[Data listing]
#####

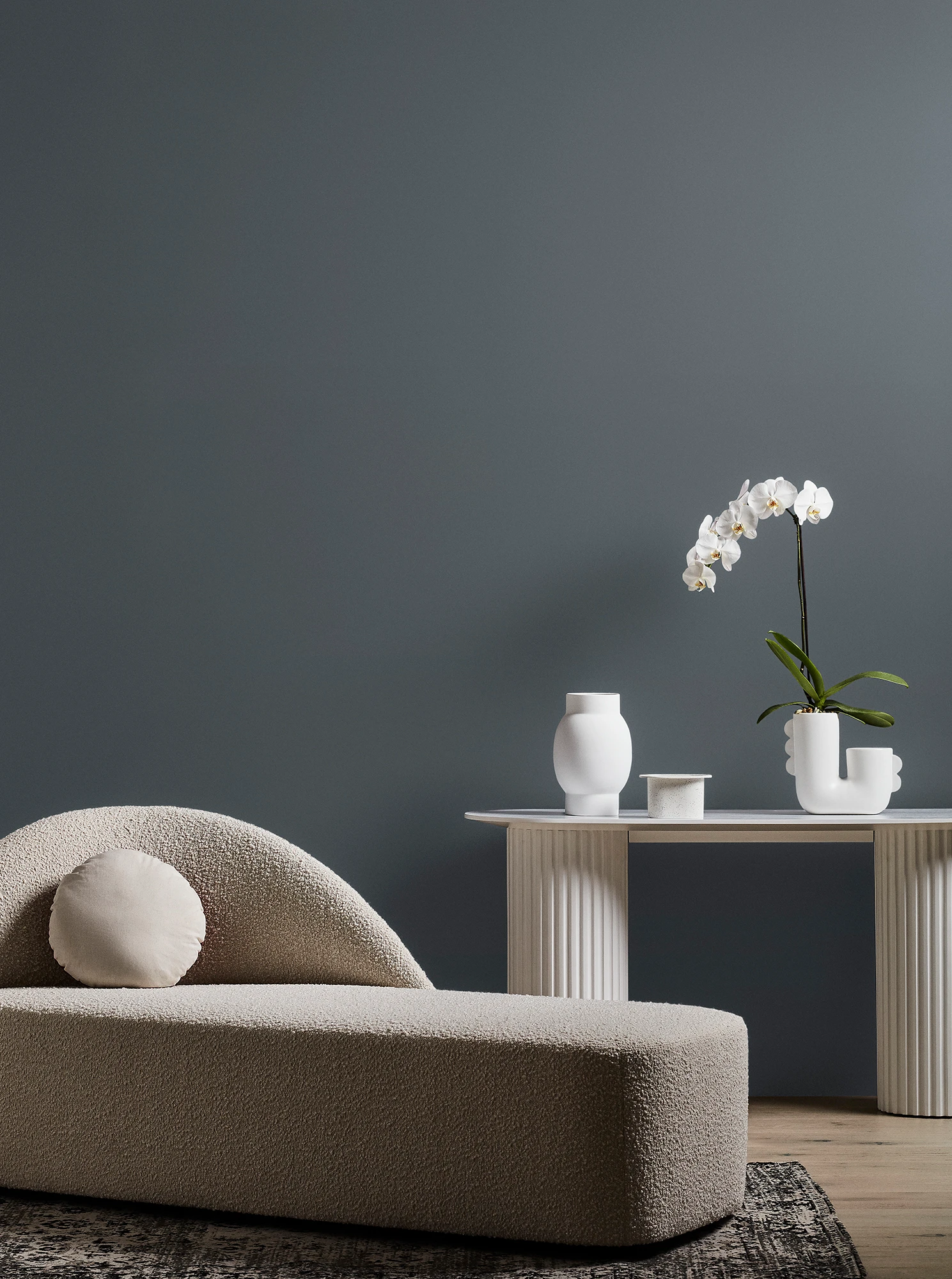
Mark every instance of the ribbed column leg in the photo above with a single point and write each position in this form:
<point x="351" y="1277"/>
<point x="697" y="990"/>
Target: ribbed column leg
<point x="914" y="970"/>
<point x="568" y="913"/>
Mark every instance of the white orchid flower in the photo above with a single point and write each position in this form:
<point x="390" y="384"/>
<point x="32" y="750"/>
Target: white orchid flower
<point x="698" y="575"/>
<point x="710" y="549"/>
<point x="730" y="554"/>
<point x="708" y="545"/>
<point x="737" y="521"/>
<point x="772" y="498"/>
<point x="813" y="503"/>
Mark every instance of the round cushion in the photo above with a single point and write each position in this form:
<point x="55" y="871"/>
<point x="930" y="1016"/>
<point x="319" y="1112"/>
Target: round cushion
<point x="126" y="919"/>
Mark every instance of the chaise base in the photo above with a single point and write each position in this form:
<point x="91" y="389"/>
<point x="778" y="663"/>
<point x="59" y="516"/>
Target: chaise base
<point x="511" y="1116"/>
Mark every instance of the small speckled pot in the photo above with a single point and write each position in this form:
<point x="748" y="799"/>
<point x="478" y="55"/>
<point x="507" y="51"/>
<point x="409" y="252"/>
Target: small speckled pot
<point x="676" y="796"/>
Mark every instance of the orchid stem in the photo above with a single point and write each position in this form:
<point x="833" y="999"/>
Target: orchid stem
<point x="801" y="588"/>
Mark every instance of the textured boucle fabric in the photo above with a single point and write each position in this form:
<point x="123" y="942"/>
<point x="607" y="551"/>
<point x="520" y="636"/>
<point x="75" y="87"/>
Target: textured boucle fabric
<point x="273" y="913"/>
<point x="511" y="1116"/>
<point x="126" y="919"/>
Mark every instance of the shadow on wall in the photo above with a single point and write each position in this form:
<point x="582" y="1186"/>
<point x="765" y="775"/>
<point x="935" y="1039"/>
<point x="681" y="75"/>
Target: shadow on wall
<point x="781" y="934"/>
<point x="502" y="684"/>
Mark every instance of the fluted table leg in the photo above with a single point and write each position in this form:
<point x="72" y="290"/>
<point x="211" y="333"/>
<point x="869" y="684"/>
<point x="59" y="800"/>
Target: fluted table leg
<point x="568" y="913"/>
<point x="914" y="970"/>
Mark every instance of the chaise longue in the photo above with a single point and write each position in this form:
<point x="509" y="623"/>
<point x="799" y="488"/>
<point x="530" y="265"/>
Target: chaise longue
<point x="305" y="1066"/>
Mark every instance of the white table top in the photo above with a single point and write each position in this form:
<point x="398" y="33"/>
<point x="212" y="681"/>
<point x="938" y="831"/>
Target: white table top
<point x="750" y="824"/>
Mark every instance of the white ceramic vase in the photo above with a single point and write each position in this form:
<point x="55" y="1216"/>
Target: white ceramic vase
<point x="813" y="746"/>
<point x="591" y="754"/>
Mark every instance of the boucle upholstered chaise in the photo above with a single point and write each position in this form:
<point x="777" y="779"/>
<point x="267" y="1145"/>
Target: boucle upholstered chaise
<point x="306" y="1067"/>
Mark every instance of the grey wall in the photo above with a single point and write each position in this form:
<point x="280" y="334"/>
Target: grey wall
<point x="366" y="373"/>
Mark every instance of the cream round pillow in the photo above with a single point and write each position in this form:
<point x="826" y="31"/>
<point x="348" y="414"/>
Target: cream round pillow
<point x="125" y="919"/>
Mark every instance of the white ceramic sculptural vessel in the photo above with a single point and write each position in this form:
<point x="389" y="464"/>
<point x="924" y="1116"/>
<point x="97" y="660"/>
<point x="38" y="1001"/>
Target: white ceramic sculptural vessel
<point x="813" y="746"/>
<point x="591" y="754"/>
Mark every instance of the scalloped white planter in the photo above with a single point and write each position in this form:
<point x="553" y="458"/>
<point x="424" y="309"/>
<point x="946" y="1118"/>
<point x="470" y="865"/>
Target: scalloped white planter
<point x="591" y="754"/>
<point x="813" y="746"/>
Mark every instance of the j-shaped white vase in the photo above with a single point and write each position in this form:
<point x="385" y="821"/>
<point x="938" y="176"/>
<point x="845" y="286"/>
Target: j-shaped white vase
<point x="871" y="772"/>
<point x="591" y="754"/>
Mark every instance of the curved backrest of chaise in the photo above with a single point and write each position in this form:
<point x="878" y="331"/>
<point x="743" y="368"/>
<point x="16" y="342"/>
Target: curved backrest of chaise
<point x="274" y="914"/>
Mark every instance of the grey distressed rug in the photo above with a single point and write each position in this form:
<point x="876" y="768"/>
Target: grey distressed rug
<point x="787" y="1231"/>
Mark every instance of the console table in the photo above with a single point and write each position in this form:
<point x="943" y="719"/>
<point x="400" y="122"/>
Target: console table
<point x="568" y="918"/>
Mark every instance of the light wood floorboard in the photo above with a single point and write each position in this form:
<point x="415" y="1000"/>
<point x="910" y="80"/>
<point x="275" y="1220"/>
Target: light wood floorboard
<point x="889" y="1177"/>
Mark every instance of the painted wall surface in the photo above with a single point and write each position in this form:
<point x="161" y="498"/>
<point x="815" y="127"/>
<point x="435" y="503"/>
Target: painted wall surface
<point x="366" y="373"/>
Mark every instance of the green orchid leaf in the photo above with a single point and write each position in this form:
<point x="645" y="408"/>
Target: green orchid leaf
<point x="815" y="677"/>
<point x="868" y="675"/>
<point x="875" y="719"/>
<point x="793" y="670"/>
<point x="778" y="707"/>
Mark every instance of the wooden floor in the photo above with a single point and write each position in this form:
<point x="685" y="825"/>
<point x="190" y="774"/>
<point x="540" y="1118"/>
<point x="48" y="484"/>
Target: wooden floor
<point x="889" y="1177"/>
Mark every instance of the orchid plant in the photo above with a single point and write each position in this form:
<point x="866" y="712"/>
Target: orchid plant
<point x="719" y="543"/>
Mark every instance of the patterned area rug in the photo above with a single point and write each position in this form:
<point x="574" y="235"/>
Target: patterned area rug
<point x="787" y="1231"/>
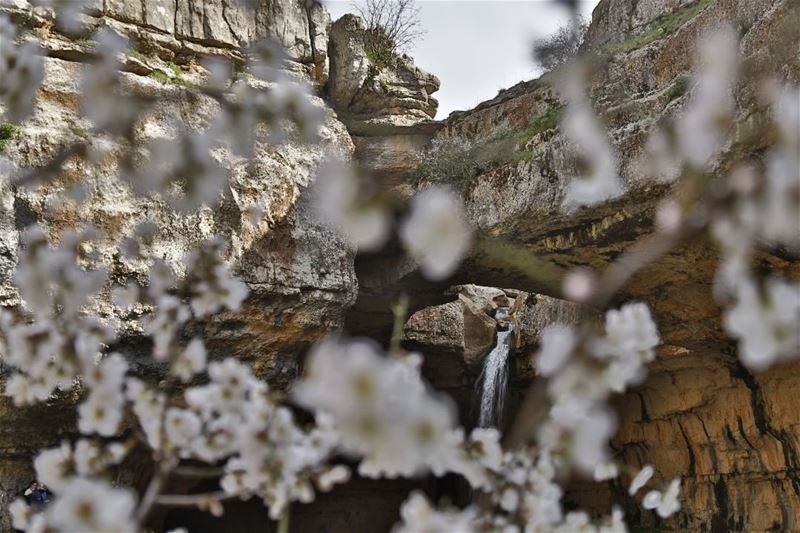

#####

Which lines in the records contain the string "wooden"? Extract each of those lines in full, counting only matches with the same case.

Mark every instance of the wooden floor in the photo above with a single point and write each position in this form:
Target: wooden floor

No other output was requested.